## What is expected
Work through the records below and copy every line that includes "track".

Records from a data source
+++

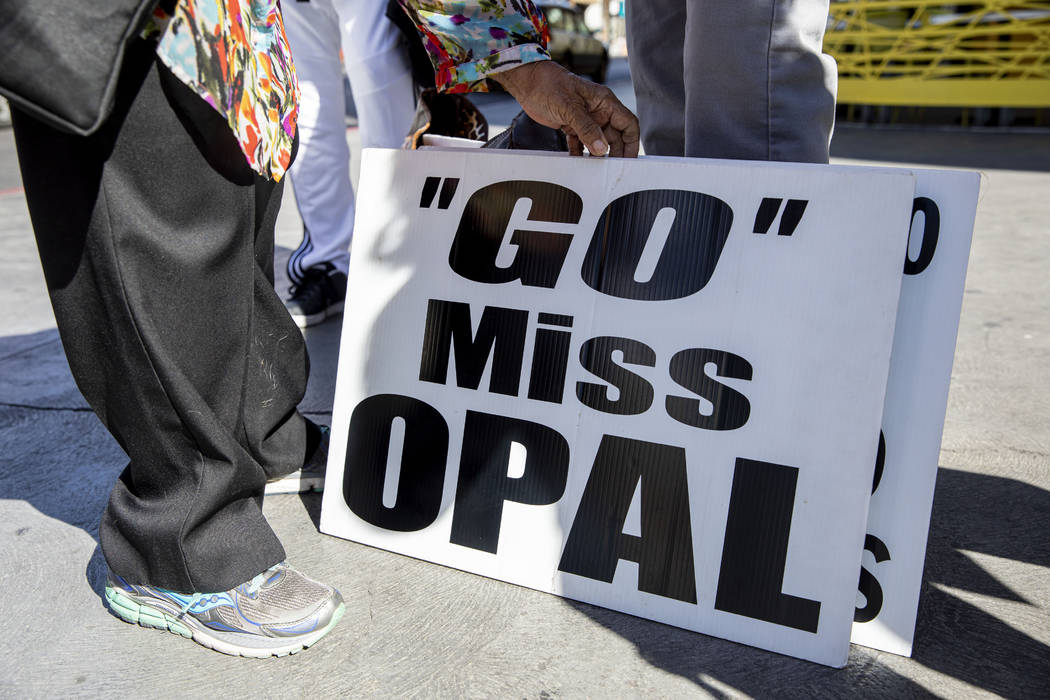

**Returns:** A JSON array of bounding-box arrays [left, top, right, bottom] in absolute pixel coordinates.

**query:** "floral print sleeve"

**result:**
[[143, 0, 547, 180], [399, 0, 551, 94], [148, 0, 299, 182]]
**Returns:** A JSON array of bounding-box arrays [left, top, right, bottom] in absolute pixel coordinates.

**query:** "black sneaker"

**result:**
[[285, 262, 347, 328]]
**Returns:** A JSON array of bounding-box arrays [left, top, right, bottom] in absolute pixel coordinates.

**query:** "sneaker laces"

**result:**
[[179, 593, 206, 615], [243, 562, 284, 599], [177, 563, 284, 614]]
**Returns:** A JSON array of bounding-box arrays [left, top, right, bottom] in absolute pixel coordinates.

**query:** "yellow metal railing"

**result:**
[[824, 1, 1050, 107]]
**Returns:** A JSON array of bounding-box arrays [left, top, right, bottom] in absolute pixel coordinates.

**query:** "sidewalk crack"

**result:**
[[0, 402, 92, 412]]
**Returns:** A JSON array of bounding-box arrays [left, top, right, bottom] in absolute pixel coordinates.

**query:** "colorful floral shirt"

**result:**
[[149, 0, 549, 180], [398, 0, 550, 94], [148, 1, 298, 181]]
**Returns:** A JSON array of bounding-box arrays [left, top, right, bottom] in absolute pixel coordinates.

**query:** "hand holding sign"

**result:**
[[492, 60, 640, 158]]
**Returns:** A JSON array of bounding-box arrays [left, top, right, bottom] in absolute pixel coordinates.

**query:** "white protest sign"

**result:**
[[851, 169, 980, 655], [320, 149, 915, 667]]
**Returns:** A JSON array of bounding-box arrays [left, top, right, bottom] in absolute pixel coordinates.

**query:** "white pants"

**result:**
[[282, 0, 416, 282]]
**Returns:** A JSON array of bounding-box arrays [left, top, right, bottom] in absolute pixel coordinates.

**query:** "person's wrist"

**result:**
[[491, 59, 554, 96]]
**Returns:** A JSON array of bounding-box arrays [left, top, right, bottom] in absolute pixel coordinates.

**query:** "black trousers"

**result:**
[[13, 40, 313, 593]]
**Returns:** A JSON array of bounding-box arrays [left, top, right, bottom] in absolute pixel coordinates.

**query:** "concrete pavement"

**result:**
[[1, 65, 1048, 696]]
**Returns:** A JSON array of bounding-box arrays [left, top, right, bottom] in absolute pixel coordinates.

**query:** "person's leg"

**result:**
[[281, 0, 357, 284], [681, 0, 837, 162], [335, 0, 416, 150], [625, 0, 687, 156], [12, 42, 309, 593]]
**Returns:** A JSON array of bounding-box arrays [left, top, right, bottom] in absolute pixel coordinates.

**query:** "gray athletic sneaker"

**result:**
[[265, 425, 328, 495], [104, 562, 345, 658]]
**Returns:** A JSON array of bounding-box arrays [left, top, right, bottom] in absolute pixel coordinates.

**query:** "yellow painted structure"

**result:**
[[824, 1, 1050, 107]]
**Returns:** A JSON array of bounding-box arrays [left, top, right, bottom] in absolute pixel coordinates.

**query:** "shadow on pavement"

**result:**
[[0, 320, 341, 604], [563, 599, 932, 697], [568, 466, 1050, 697], [0, 332, 119, 534], [0, 329, 123, 600], [911, 468, 1050, 698], [0, 402, 117, 540], [831, 126, 1050, 172], [294, 313, 337, 531]]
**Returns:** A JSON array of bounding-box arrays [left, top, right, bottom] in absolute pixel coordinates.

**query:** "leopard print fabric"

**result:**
[[404, 88, 489, 149]]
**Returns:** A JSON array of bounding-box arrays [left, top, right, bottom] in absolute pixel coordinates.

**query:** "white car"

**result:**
[[539, 0, 609, 83]]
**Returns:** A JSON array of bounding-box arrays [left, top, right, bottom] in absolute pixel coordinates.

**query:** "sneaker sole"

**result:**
[[290, 301, 344, 329], [104, 585, 345, 658], [264, 474, 325, 495]]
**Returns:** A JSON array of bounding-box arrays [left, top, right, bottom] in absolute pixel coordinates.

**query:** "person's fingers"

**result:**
[[623, 133, 640, 159], [606, 105, 640, 158], [577, 82, 638, 158], [565, 131, 583, 156], [561, 99, 609, 156], [492, 60, 639, 158], [603, 123, 624, 158]]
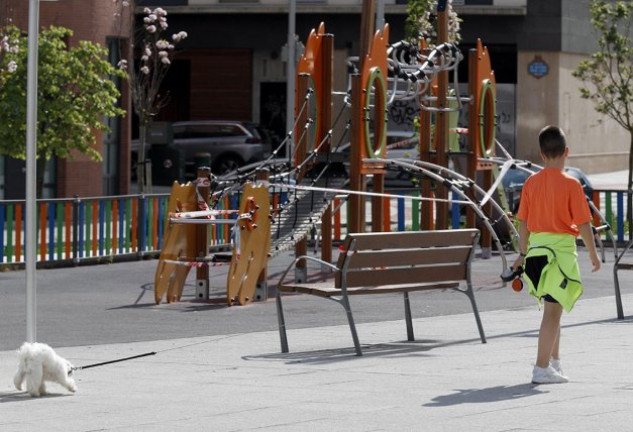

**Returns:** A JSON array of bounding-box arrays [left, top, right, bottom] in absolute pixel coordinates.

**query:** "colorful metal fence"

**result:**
[[0, 195, 167, 264], [0, 189, 629, 266]]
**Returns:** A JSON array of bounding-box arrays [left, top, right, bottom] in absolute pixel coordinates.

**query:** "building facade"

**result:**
[[141, 0, 628, 174], [0, 0, 626, 199]]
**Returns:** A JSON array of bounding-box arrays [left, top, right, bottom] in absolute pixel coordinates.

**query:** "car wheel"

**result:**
[[214, 156, 242, 175]]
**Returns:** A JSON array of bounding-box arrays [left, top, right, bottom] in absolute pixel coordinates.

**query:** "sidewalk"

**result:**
[[1, 253, 632, 431]]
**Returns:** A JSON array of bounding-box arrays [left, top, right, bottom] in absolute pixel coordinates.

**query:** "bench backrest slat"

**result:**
[[335, 229, 479, 288], [350, 229, 477, 249], [344, 264, 468, 287], [345, 246, 471, 269]]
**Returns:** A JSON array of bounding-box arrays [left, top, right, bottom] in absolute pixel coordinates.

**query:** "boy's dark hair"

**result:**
[[539, 125, 567, 158]]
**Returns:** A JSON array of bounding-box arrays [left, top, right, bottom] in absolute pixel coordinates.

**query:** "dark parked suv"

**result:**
[[132, 120, 271, 180]]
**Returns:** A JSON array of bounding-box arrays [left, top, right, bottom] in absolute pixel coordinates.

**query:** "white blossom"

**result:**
[[141, 65, 150, 74], [161, 57, 171, 65], [158, 50, 168, 58], [117, 59, 128, 70], [141, 55, 149, 62], [7, 60, 17, 73], [144, 7, 151, 14], [147, 14, 157, 22], [146, 25, 157, 34], [144, 46, 152, 57], [172, 31, 188, 43], [156, 40, 170, 49], [154, 8, 167, 17]]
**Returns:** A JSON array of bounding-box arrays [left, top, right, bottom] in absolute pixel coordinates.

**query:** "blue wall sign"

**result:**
[[528, 55, 549, 79]]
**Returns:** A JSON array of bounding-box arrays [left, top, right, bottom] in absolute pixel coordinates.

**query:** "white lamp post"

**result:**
[[25, 0, 41, 343], [26, 0, 58, 342]]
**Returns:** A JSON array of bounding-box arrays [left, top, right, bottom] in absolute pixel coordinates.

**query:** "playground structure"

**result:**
[[152, 0, 621, 312]]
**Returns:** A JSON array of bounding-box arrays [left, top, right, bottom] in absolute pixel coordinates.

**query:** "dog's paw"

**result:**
[[13, 373, 23, 391], [66, 379, 77, 393]]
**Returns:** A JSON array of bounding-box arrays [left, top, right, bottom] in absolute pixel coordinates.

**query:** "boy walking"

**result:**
[[513, 125, 601, 385]]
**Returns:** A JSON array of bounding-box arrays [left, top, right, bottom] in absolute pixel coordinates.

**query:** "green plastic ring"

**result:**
[[478, 79, 497, 157], [364, 67, 387, 159]]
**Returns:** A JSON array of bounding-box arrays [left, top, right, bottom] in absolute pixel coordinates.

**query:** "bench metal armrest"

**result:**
[[277, 255, 339, 289]]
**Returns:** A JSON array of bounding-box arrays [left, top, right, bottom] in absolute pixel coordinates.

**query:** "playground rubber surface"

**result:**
[[1, 246, 632, 431]]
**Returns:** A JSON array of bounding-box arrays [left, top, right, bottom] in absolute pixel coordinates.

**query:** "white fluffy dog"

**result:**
[[13, 342, 77, 397]]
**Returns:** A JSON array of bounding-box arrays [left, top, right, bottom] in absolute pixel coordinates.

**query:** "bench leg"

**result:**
[[339, 295, 363, 356], [465, 284, 487, 344], [275, 292, 289, 353], [613, 266, 625, 320], [403, 292, 414, 341]]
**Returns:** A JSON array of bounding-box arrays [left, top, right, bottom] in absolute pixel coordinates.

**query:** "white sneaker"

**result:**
[[531, 365, 568, 384], [549, 358, 566, 378]]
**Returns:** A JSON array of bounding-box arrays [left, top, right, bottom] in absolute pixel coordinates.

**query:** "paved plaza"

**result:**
[[1, 243, 632, 431]]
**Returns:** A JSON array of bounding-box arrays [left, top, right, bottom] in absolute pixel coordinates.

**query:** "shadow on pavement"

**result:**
[[0, 391, 69, 404], [423, 383, 546, 406]]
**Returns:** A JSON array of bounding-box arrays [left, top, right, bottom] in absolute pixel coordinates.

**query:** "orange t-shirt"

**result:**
[[516, 167, 592, 235]]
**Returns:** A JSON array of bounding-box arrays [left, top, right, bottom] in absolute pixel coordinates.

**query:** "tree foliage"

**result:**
[[0, 26, 126, 163], [405, 0, 461, 47], [572, 0, 633, 193]]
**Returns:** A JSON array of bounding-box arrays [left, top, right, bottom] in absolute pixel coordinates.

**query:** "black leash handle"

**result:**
[[72, 351, 156, 372]]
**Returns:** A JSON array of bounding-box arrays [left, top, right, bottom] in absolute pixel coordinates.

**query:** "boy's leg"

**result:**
[[551, 327, 560, 360], [536, 301, 563, 367]]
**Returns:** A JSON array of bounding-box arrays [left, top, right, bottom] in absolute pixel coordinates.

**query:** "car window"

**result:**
[[197, 125, 231, 138], [244, 123, 262, 139], [502, 168, 531, 188]]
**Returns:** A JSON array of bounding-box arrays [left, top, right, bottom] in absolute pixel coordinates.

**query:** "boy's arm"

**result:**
[[577, 222, 601, 272], [512, 219, 529, 270]]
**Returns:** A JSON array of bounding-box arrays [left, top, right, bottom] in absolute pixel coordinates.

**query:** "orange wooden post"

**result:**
[[349, 73, 363, 234], [372, 173, 385, 233], [466, 48, 478, 230], [294, 74, 310, 279], [382, 194, 391, 232]]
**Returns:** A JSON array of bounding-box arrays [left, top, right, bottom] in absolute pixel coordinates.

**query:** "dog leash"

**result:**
[[71, 351, 156, 373], [69, 334, 242, 374]]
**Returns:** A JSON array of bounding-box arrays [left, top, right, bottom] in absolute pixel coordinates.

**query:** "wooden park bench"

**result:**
[[275, 229, 486, 356]]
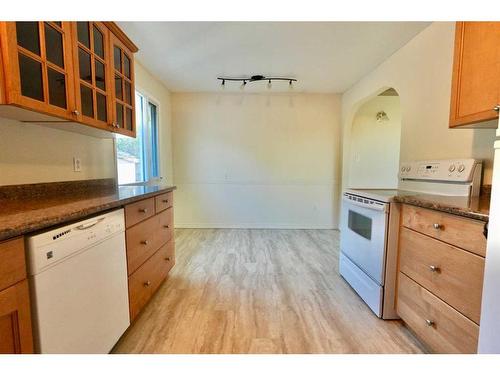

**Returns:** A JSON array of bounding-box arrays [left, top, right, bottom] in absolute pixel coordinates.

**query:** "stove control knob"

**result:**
[[407, 166, 411, 172], [458, 164, 466, 173], [448, 165, 456, 172], [401, 166, 406, 173]]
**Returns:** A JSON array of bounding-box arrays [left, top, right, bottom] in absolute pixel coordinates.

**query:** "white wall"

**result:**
[[341, 22, 496, 193], [172, 92, 341, 229], [0, 60, 174, 187], [348, 95, 401, 188]]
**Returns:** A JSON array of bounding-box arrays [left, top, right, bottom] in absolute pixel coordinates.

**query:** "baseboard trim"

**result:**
[[175, 222, 337, 230]]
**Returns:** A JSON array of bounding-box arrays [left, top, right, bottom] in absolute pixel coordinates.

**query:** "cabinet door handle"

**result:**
[[433, 223, 442, 230], [425, 319, 435, 327], [144, 281, 151, 287], [139, 208, 148, 213], [162, 199, 169, 203], [163, 225, 169, 229], [165, 257, 171, 261], [72, 110, 80, 116], [141, 240, 149, 245], [494, 105, 500, 112], [429, 265, 440, 272]]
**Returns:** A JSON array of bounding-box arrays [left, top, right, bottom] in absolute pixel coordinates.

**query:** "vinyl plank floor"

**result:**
[[112, 229, 425, 354]]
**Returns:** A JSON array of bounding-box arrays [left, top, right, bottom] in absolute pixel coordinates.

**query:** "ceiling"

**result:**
[[118, 22, 431, 93]]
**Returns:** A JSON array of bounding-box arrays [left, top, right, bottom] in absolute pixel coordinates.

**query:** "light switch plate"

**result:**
[[73, 157, 82, 172]]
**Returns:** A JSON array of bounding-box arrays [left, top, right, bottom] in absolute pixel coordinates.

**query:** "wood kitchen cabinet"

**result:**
[[449, 22, 500, 128], [0, 237, 34, 354], [0, 22, 77, 121], [125, 191, 175, 321], [72, 22, 113, 131], [0, 21, 138, 137], [110, 31, 136, 137], [396, 204, 486, 353]]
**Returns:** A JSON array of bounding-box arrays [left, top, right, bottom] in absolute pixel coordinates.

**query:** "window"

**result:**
[[116, 91, 160, 185]]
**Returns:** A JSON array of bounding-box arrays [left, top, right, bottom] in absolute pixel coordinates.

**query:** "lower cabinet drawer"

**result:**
[[126, 214, 161, 275], [397, 272, 479, 353], [128, 240, 174, 321], [157, 207, 174, 245], [125, 197, 155, 228], [401, 204, 486, 257], [155, 191, 173, 213], [399, 227, 484, 324], [161, 239, 175, 275]]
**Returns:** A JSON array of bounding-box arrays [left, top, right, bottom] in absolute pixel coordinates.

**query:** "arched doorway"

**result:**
[[347, 88, 401, 189]]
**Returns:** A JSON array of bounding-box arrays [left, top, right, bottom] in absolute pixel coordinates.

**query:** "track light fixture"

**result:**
[[218, 75, 297, 89]]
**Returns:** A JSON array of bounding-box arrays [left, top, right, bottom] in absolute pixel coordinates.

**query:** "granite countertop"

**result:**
[[0, 179, 176, 241], [392, 191, 490, 222]]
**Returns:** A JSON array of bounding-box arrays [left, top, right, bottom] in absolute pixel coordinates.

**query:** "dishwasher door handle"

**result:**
[[75, 217, 106, 230]]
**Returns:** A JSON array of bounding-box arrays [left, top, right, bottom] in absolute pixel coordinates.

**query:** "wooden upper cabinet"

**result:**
[[109, 32, 136, 137], [449, 22, 500, 128], [0, 21, 138, 137], [0, 22, 76, 121], [72, 22, 114, 131]]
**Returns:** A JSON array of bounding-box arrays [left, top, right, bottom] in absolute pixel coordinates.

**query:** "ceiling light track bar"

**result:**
[[217, 75, 297, 88]]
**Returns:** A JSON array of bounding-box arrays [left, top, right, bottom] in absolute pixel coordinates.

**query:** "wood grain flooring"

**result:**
[[112, 229, 425, 354]]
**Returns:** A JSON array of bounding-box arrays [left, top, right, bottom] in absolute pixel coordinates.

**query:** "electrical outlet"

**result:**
[[73, 157, 82, 172]]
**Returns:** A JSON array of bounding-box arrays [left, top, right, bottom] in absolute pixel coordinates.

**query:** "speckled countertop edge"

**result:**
[[0, 183, 176, 241], [392, 195, 489, 222]]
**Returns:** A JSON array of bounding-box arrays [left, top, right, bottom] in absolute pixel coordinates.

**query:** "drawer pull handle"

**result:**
[[144, 281, 151, 287], [494, 105, 500, 113], [429, 265, 440, 272], [164, 225, 170, 229], [141, 240, 149, 245], [165, 257, 171, 261], [425, 319, 435, 327], [162, 199, 169, 203], [432, 223, 442, 230], [139, 208, 148, 213]]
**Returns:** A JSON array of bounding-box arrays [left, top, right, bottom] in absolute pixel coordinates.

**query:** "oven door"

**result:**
[[340, 194, 389, 285]]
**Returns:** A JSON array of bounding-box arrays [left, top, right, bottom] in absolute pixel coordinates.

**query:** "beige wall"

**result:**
[[348, 95, 401, 188], [134, 61, 174, 184], [0, 60, 173, 186], [341, 22, 497, 193], [0, 118, 115, 185], [172, 92, 341, 228]]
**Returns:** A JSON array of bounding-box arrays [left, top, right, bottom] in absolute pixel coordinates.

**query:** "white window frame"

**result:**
[[115, 89, 161, 186]]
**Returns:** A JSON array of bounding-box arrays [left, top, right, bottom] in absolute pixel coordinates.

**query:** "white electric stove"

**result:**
[[339, 159, 483, 319]]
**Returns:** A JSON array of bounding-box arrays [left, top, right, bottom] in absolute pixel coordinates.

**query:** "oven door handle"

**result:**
[[342, 195, 387, 212]]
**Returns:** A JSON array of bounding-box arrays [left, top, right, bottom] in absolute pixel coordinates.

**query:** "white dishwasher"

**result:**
[[26, 208, 130, 353]]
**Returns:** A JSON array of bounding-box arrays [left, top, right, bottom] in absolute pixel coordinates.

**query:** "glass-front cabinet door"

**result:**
[[0, 22, 76, 120], [72, 22, 113, 130], [110, 33, 135, 137]]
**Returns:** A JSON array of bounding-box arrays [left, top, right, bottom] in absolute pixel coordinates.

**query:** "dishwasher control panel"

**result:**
[[26, 209, 125, 275]]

+++

## Answer section
**query:** "track light fixture"
**query:** "ceiling light track bar"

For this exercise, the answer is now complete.